**Prompt**. In the passage on quantum entanglement below, find every distinct word form built on "entangle" and list each one once.

===== Text to read

Then all of a sudden their quantum mechanical state is dependent on each other. So this is some of the. Like a Bell state. Where the qubits or electron spins always correlated. That is in form of entanglement. And so to do quantum computation. You have to be able to entangle your qubits. And you have to do it in a controllable manner. So that, you know, you can actually form these massively entangled state. Using all of your qubits. So that when you're computing, you have that two to the n number of states. And so can I think of it that in essence, in the language of quantum computation. entanglement involves this profound sharing of the information. Between these members of an entangled state. So that they're no longer just acting independently. Which is more what a classical kind of computation would do. This guy's doing his work. This guy's doing their work. What you want is them to be working together. In some deeply enmeshed manner.

To leverage the full power of quantum mechanics. And that's what you do through these entanglements between the trapped ions. That's right. And if you think about it classically, Right. If you do a classical operation between two bits, right. You may. Then they are dependent on each other during the operation. But then afterwards, then when they go and operate with another bit. Then those become sort of separate entity. In quantum computing, they're always entangled. As in, if once they're entangled, if I take one qubit. And then go entangle it with another qubit with a third qubit. That third qubit is also entangled with this first qubit that it has never met before. Right. And so these are thus how you get the power of quantum computing. In that exponential sense. Compared to classical. Compared to a classical system.

==========
===== Recorded information

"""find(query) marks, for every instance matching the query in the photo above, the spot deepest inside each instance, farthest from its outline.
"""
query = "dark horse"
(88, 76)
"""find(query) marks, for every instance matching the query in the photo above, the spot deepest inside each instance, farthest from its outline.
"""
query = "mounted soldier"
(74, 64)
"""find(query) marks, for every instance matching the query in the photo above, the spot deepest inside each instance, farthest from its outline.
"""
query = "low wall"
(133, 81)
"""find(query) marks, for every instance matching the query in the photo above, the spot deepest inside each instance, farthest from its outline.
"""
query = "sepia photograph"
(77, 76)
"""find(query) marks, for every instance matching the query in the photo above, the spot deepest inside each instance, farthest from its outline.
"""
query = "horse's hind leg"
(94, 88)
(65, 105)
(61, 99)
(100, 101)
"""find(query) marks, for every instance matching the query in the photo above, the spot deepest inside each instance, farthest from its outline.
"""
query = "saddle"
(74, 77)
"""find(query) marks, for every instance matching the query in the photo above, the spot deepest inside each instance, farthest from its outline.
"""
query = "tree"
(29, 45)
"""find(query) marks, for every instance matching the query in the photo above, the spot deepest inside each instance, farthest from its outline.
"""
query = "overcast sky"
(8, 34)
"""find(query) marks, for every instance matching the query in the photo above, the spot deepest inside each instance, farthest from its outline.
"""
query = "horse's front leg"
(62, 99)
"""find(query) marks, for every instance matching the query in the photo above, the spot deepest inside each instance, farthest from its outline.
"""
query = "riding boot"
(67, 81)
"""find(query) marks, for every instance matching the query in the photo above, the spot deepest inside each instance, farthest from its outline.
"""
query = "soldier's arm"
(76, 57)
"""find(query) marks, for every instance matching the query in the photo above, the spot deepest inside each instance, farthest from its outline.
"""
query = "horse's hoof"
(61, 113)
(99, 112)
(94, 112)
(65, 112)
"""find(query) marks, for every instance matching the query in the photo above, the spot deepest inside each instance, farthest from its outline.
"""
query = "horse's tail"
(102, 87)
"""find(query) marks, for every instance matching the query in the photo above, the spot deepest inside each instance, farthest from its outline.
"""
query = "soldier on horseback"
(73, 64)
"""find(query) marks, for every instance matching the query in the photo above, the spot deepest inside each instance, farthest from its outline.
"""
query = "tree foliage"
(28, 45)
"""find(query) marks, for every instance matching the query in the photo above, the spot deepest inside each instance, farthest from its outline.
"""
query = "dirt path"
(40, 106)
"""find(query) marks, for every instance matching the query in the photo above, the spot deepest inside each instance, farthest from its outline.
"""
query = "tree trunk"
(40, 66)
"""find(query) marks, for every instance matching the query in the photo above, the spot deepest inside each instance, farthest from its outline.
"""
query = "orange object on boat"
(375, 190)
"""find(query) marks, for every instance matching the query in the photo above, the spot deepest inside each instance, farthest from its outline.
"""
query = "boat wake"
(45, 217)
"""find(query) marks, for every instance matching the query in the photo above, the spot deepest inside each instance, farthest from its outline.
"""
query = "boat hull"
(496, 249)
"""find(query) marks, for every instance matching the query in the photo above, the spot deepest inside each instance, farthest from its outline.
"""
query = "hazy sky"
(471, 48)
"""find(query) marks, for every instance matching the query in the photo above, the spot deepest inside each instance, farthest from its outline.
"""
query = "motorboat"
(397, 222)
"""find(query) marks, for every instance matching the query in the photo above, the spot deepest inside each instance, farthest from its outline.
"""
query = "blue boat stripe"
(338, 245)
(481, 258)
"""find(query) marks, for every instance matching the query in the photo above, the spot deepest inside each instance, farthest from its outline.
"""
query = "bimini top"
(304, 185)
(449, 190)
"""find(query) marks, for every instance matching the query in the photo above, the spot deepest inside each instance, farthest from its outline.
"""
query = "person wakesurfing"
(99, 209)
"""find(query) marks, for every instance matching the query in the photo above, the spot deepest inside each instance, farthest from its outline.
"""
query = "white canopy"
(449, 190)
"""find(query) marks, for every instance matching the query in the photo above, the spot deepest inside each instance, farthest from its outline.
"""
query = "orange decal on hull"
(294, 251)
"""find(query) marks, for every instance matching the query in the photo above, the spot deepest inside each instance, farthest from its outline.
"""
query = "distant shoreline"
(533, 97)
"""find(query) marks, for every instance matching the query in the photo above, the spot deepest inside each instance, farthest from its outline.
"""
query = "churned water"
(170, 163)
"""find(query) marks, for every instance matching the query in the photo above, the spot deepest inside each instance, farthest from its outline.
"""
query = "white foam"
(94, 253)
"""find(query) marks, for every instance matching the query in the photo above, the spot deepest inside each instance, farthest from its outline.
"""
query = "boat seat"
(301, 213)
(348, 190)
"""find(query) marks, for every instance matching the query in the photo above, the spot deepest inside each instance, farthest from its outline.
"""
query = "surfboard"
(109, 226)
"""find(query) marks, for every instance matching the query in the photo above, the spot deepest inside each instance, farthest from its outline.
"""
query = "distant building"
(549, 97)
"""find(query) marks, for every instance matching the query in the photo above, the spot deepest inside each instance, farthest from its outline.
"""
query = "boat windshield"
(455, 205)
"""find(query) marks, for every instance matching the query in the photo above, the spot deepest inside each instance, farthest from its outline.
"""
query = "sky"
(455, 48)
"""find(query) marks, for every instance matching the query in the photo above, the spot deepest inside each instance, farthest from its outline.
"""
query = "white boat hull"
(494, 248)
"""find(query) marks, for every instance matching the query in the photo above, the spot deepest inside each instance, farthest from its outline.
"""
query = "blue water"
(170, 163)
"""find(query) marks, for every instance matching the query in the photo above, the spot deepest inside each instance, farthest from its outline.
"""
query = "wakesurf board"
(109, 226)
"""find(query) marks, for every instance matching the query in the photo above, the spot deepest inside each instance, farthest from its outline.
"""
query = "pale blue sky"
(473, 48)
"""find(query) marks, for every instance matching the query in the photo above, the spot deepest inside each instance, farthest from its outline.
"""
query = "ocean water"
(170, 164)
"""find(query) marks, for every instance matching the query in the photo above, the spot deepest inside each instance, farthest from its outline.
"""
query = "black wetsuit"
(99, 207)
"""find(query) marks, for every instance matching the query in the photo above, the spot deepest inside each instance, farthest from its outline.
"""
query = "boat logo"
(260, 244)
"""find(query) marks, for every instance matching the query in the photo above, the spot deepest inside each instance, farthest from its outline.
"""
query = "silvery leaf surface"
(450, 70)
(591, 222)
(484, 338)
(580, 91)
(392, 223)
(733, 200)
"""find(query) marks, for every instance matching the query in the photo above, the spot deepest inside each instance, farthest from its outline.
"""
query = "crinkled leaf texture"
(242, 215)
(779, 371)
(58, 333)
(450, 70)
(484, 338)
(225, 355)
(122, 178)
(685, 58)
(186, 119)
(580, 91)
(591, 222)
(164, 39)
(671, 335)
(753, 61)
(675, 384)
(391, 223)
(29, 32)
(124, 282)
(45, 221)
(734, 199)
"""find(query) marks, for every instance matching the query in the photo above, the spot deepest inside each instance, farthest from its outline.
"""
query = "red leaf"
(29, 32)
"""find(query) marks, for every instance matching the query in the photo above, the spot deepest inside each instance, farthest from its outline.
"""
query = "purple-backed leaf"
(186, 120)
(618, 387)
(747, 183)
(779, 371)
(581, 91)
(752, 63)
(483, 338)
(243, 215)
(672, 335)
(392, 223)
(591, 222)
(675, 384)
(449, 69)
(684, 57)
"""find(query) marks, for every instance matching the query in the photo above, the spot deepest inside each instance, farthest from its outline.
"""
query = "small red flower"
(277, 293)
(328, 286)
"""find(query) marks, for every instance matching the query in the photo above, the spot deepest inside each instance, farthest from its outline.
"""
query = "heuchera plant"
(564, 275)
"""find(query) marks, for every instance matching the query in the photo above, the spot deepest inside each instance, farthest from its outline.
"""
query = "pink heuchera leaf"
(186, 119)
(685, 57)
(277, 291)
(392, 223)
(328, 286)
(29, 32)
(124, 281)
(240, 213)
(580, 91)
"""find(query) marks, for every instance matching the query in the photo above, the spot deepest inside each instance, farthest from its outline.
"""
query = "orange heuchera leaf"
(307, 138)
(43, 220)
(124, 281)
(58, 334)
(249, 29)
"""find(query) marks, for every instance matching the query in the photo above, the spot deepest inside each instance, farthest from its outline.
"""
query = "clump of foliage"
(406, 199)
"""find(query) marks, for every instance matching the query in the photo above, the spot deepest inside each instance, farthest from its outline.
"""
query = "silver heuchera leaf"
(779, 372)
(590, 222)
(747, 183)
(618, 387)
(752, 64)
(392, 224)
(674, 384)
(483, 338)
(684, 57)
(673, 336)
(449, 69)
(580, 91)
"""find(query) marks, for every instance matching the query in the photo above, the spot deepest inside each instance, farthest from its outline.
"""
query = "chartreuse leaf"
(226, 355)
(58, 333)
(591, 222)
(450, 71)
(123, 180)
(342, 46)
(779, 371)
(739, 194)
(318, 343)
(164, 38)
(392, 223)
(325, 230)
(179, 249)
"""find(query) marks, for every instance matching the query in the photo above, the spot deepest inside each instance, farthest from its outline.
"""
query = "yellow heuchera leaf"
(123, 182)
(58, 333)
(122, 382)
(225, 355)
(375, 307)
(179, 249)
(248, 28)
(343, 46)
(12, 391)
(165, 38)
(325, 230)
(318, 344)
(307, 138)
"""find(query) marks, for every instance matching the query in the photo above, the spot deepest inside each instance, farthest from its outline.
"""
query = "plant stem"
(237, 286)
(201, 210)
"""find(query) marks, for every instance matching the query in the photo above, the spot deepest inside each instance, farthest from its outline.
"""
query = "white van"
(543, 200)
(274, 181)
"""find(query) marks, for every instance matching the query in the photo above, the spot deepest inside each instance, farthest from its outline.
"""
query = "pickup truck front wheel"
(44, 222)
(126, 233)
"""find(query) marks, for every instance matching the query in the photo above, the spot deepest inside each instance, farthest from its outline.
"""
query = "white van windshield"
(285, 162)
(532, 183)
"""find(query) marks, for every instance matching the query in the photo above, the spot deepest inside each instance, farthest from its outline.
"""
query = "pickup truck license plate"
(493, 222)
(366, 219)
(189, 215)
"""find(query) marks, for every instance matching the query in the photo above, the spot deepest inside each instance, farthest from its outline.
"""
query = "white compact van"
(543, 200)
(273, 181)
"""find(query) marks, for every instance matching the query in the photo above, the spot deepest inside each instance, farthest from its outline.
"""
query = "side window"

==========

**Task response**. entangle, entangled, entanglement, entanglements